___ Extrait fourni ___
Insaniyat N° 27 | La socio-anthropologie en devenir | p.139-145 | Texte intégral


Myriam HACHIMI ALAOUI : Attachée temporaire d’enseignement et de recherche à l’Université de Lille-III.


 

La guerre civile algérienne des années 1990 a contraint nombre d’hommes et de femmes à prendre les chemins de l’exil. La France et le Québec furent leurs deux principales destinations. C’est à l’expérience de ces exilés installés à Paris et à Montréal que je me suis intéressée dans ma recherche de doctorat. Cette recherche s’inscrit à la jonction de deux problématiques: celle de la sociologie des migrations politiques et celle de la sociologie des épreuves. Ces deux interrogations s’éclairent mutuellement, l’exil constituant la passerelle entre ces deux approches.

J’ai choisi d’étudier l’épreuve de l’exil dans une perspective comparative pour mesurer le poids que peuvent avoir, sur le destin des exilés, les projets politiques. En France, une société constituée autour de l’indivisibilité de la République et, au Canada, une société qui fait de l’immigration et de la diversité le socle de son identité collective. Cette grille de lecture sur le projet politique a été enrichie par une perspective plus attentive aux différences interindividuelles telles qu’elles ressortent lorsqu’on aborde l’exil sous l’angle de l’épreuve.
___
Énoncé 1:
Recopiez l'extrait sur l'exil algérien, de « Insaniyat N° 27 » jusqu'à « l’Université de Lille-III. », en y changeant « devenir » en « question ».
Les données qui suivent n'ont aucun lien avec l'extrait.
___ Données fournies ___
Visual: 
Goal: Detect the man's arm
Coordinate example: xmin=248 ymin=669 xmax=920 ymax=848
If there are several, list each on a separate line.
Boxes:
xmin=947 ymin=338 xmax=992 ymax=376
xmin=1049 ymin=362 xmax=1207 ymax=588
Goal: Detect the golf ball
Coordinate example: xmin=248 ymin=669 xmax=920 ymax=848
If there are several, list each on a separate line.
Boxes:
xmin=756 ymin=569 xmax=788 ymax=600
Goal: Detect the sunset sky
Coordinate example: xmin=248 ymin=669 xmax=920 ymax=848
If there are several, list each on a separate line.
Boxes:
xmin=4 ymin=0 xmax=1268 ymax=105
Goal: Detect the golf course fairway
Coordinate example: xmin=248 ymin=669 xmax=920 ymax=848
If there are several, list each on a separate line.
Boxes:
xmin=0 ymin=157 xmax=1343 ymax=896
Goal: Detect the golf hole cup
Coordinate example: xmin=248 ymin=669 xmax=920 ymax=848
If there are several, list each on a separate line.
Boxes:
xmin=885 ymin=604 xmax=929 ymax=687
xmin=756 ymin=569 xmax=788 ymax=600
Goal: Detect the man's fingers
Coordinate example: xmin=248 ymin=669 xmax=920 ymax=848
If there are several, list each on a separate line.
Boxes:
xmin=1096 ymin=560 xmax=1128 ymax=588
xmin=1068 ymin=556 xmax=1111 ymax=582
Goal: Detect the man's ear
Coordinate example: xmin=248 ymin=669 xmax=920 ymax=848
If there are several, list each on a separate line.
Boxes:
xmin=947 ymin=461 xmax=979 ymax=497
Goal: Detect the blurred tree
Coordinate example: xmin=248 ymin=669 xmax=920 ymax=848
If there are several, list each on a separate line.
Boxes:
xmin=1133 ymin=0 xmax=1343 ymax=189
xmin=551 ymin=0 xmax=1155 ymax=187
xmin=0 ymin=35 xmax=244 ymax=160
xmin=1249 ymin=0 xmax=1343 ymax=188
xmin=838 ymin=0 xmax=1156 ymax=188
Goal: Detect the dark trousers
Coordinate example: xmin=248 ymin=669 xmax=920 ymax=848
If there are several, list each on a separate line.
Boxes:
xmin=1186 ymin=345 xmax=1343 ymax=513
___
Énoncé 2:
Convertissez en une liste JSON de chaînes, à raison d'une chaîne par ligne et sans les lignes vides, tout ce qui va de la ligne contenant « Goal: Detect the dark trousers » jusqu'à la fin des données.

Résultat attendu 1:
Insaniyat N° 27 | La socio-anthropologie en question | p.139-145 | Texte intégral


Myriam HACHIMI ALAOUI : Attachée temporaire d’enseignement et de recherche à l’Université de Lille-III.

Résultat attendu 2:
[
  "Goal: Detect the dark trousers",
  "Coordinate example: xmin=248 ymin=669 xmax=920 ymax=848",
  "If there are several, list each on a separate line.",
  "Boxes:",
  "xmin=1186 ymin=345 xmax=1343 ymax=513"
]